* YOUR GOAL *
Each entry that follows should be given again word for word; please leave out its pictures.

* GIVEN ENTRIES *
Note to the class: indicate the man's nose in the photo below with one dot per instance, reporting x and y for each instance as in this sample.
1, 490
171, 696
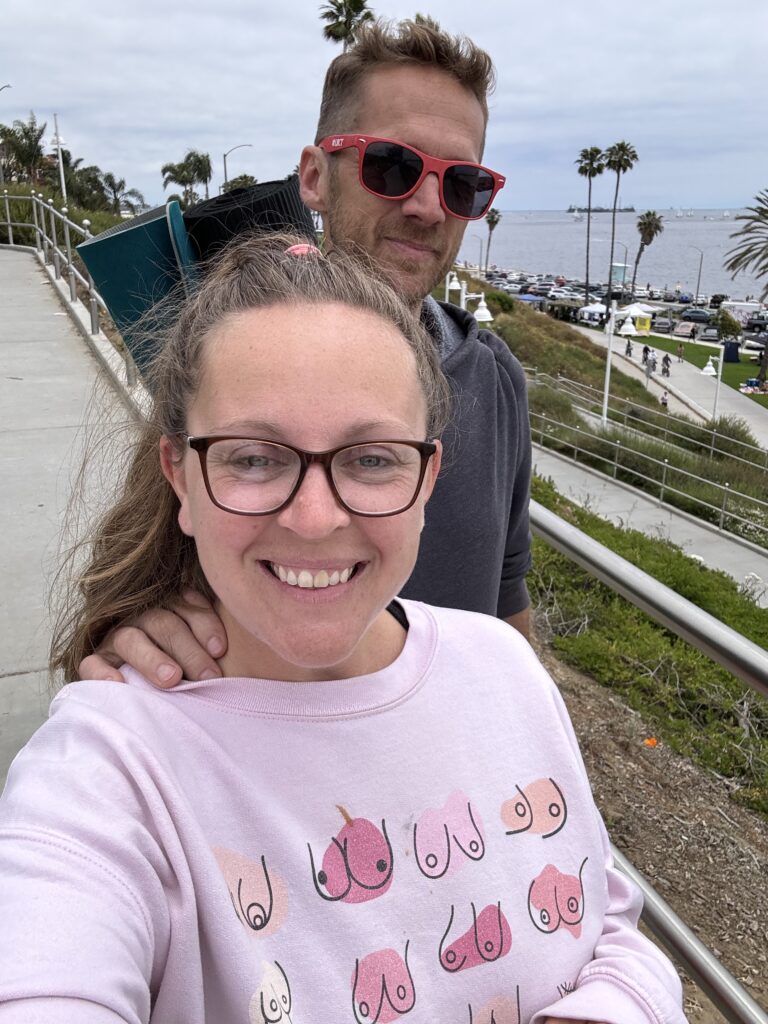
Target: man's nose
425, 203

* RESPONSE AREA *
Note to the class: indicate the man's nose in the photo below with one dot per instance, reporting x and y for each instance as in this sample.
1, 490
171, 696
Target: man's nose
425, 203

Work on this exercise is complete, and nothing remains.